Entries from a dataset

═══

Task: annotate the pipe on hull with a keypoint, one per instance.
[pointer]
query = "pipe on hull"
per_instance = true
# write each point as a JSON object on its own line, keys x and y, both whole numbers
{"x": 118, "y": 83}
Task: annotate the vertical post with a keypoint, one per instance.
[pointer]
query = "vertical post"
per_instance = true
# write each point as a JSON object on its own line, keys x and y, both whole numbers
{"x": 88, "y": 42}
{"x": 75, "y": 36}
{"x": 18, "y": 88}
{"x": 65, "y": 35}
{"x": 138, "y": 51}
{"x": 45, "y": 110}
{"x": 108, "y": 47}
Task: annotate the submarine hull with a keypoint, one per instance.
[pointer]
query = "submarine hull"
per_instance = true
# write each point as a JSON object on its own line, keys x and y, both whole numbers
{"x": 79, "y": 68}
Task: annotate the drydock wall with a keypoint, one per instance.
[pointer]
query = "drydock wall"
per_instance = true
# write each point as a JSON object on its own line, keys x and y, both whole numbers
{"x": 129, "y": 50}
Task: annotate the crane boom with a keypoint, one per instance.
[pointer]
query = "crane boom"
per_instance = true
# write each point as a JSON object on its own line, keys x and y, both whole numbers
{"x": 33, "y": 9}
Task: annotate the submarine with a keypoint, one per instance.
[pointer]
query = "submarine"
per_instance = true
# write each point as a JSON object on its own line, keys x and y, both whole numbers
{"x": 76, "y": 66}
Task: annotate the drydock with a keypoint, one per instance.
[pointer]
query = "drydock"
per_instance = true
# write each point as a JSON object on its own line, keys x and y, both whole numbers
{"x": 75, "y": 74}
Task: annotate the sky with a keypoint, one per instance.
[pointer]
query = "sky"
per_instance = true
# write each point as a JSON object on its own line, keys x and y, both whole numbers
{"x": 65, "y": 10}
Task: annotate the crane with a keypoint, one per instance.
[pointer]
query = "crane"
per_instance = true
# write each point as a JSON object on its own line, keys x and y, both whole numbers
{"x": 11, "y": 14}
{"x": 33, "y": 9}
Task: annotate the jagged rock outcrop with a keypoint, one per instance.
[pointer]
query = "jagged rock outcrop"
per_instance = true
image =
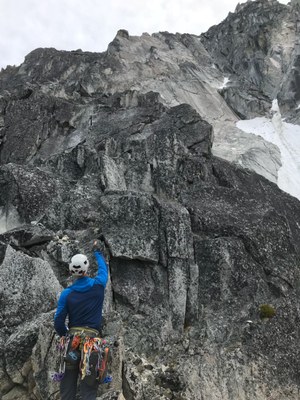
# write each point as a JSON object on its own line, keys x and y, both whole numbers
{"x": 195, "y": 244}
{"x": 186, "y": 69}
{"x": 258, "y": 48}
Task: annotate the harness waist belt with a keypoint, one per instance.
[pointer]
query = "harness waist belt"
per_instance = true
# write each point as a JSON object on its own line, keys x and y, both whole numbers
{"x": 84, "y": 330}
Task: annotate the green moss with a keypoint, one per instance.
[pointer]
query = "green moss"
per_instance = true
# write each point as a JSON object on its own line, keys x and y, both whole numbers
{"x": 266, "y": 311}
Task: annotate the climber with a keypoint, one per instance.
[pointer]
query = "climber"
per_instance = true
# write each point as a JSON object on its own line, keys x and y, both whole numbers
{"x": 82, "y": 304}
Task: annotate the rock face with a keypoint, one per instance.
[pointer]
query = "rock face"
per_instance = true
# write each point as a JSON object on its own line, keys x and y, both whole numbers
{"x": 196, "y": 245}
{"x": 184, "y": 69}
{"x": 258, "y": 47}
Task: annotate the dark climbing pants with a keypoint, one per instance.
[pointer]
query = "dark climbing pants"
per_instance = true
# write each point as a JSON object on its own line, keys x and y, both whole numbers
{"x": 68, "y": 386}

═══

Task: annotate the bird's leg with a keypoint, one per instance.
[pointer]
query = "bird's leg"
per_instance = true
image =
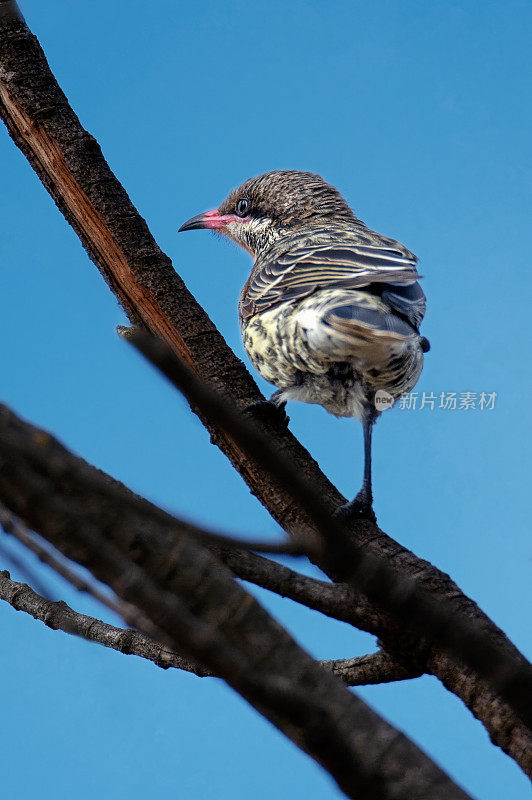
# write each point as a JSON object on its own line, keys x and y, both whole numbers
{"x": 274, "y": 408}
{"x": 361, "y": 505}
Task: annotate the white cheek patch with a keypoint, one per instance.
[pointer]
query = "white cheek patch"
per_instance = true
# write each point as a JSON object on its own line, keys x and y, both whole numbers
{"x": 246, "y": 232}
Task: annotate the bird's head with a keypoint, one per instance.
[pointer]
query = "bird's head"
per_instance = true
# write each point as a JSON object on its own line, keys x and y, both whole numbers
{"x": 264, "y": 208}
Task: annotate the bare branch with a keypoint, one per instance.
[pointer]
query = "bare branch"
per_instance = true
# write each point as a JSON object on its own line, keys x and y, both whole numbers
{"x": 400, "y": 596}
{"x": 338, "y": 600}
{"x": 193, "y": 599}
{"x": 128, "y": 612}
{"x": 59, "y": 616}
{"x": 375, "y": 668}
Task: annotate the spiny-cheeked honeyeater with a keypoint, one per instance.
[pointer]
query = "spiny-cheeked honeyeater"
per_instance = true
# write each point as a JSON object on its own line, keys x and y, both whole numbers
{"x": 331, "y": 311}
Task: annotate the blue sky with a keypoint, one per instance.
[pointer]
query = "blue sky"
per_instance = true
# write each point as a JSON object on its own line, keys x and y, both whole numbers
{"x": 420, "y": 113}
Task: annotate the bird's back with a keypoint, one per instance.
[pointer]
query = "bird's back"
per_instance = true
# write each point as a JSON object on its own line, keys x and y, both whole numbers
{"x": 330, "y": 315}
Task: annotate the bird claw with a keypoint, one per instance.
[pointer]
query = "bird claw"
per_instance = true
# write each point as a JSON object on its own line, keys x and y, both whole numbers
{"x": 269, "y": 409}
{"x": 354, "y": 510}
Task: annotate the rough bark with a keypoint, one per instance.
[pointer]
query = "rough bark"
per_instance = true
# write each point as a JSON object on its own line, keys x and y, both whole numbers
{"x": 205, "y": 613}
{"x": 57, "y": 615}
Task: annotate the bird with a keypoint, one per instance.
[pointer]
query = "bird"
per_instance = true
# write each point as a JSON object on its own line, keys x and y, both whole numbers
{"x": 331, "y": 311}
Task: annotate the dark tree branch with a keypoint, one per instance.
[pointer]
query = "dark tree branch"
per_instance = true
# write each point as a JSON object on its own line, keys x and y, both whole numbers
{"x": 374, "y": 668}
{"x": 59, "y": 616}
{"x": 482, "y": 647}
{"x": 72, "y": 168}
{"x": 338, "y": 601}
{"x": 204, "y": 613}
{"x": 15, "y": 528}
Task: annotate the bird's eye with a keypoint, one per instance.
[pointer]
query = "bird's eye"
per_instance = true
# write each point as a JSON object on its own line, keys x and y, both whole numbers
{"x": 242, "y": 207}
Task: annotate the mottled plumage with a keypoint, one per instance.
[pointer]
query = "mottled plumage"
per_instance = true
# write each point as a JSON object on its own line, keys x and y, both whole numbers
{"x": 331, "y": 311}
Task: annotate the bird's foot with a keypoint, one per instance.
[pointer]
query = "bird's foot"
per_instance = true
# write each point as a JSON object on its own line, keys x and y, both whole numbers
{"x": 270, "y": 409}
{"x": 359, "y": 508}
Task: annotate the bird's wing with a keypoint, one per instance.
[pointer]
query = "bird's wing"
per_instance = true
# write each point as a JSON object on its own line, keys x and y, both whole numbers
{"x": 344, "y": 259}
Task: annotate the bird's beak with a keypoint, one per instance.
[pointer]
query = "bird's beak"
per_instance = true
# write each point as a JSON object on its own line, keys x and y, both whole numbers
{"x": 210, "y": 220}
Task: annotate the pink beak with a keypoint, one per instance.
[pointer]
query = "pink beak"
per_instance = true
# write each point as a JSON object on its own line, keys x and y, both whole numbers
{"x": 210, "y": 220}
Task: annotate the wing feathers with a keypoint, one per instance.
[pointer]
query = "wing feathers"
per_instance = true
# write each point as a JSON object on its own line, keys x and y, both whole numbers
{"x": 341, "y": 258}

═══

PROBLEM DESCRIPTION
Gather every line of the records above that contains the string "belt", matching case exactly.

SOLUTION TO THIS PROBLEM
Task: annotate the harness waist belt with a keypoint, one per instance.
query = "harness waist belt"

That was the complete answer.